Exercise brief
Copy out the section of the listing that begins with the line containing "of the blue" and ends with the line containing "[[[150,0],[0,0],[0,33],[69,18],[150,16]]]", putting "please" wherever "kindly" appears and keeping everything else the same.

-=-=-=-=-

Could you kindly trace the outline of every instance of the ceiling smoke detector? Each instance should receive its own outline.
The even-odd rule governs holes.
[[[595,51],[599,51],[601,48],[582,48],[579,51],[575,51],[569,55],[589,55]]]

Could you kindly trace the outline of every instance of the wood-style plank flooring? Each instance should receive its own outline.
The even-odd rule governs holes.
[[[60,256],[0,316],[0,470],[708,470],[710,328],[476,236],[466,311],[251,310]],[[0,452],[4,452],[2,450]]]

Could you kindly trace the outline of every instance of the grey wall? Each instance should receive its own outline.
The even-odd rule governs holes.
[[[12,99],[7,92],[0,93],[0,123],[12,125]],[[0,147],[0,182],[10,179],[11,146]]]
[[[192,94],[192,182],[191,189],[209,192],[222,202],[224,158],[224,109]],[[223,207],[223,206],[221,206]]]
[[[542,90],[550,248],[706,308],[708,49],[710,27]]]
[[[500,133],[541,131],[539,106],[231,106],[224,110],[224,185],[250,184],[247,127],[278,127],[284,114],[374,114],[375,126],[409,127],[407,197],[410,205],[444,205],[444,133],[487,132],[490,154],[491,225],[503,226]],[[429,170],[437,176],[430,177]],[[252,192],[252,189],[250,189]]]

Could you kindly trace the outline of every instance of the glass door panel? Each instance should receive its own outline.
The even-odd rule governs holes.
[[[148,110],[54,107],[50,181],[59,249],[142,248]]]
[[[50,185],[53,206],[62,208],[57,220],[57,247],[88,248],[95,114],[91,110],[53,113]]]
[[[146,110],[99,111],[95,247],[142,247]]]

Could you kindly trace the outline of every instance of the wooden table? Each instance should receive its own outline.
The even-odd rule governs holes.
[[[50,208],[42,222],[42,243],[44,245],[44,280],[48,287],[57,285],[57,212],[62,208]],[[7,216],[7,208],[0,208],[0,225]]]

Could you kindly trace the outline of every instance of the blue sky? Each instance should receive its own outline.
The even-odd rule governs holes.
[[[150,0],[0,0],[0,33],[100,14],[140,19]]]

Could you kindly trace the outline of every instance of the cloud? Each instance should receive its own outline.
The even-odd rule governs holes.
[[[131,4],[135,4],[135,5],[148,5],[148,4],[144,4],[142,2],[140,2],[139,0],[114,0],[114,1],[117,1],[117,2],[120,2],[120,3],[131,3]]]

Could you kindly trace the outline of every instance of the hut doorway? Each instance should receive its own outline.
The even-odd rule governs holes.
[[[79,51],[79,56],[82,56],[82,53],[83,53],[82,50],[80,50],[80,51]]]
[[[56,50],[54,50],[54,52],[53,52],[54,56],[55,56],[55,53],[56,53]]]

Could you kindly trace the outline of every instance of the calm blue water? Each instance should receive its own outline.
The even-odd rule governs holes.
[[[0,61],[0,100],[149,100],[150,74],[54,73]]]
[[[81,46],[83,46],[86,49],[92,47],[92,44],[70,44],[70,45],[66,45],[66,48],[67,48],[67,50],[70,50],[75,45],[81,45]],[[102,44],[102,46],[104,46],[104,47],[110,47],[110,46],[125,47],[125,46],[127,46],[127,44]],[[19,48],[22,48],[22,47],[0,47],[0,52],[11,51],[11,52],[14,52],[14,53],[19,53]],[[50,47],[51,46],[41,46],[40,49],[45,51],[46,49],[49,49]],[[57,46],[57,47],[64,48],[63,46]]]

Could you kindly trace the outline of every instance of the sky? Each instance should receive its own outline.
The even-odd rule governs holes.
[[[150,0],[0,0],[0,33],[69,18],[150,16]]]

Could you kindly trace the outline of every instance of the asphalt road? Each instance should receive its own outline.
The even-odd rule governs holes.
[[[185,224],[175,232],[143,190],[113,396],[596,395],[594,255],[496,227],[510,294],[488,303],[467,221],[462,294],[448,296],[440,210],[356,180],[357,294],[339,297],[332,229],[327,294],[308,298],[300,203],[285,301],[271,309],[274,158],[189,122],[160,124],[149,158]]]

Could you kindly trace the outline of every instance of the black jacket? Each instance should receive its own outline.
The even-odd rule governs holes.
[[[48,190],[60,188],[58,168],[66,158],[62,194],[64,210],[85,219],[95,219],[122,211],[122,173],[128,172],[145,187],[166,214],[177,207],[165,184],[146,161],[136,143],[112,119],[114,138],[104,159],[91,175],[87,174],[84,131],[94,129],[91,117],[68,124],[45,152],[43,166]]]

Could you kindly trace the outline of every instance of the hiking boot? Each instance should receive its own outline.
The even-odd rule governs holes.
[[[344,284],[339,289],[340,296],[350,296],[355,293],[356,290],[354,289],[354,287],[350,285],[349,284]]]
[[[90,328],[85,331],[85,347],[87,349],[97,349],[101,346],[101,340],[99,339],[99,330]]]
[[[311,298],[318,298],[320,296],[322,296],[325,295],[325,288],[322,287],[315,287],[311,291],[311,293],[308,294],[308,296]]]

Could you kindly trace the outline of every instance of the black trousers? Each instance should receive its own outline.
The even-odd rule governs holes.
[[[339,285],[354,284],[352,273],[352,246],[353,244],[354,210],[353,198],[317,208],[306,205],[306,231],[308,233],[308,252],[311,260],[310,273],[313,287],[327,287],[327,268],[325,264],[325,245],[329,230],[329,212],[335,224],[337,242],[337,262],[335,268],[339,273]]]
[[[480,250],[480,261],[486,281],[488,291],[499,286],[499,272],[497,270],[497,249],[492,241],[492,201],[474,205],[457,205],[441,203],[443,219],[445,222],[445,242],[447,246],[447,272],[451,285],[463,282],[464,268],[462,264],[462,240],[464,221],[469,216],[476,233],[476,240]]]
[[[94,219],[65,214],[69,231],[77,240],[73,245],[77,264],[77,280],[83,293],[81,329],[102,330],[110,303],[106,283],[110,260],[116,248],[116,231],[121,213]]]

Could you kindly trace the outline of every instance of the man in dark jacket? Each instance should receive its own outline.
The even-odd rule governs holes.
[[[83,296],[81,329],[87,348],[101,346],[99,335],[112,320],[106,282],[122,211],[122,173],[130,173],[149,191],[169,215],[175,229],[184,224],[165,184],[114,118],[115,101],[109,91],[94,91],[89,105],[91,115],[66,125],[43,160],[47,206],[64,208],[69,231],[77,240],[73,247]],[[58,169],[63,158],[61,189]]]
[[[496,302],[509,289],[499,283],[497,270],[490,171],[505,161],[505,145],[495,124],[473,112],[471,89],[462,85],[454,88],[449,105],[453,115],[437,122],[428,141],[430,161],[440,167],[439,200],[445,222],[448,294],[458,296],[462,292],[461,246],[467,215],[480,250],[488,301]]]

-=-=-=-=-

Answer for the task
Could you please trace the outline of every instance of the blue sky? Each instance should receive its own outline.
The even-odd rule governs holes.
[[[150,0],[0,0],[0,33],[100,14],[140,19]]]

Could you please trace the outline of every instance of the cloud? Each instance should receive its own outline.
The even-odd rule governs holes.
[[[131,4],[135,4],[135,5],[148,5],[148,4],[144,4],[142,2],[140,2],[139,0],[114,0],[114,1],[117,1],[117,2],[120,2],[120,3],[131,3]]]

Could you please trace the outline of every instance of the hut doorway? Each instance should receive its own outline.
The even-odd rule governs holes.
[[[79,51],[79,56],[82,56],[82,53],[83,53],[82,50],[80,50],[80,51]]]
[[[56,50],[54,50],[54,52],[53,52],[54,56],[55,56],[55,53],[56,53]]]

Could you please trace the outline of every instance of the calm blue water? Each instance should receive its own outline.
The even-odd rule governs holes.
[[[0,61],[0,100],[149,100],[150,74],[54,73]]]
[[[81,46],[83,46],[86,49],[92,47],[92,44],[70,44],[70,45],[66,45],[66,48],[67,48],[67,50],[70,50],[75,45],[81,45]],[[102,44],[102,46],[104,46],[104,47],[110,47],[110,46],[125,47],[125,46],[127,46],[127,44]],[[19,48],[22,48],[22,47],[0,47],[0,52],[11,51],[11,52],[14,52],[14,53],[19,53]],[[50,47],[51,46],[41,46],[40,49],[45,51],[46,49],[49,49]],[[57,46],[57,47],[64,48],[63,46]]]

Could you please trace the outline of every instance of the sky? Each instance should receive its own outline.
The even-odd rule governs holes.
[[[150,0],[0,0],[0,33],[69,18],[150,16]]]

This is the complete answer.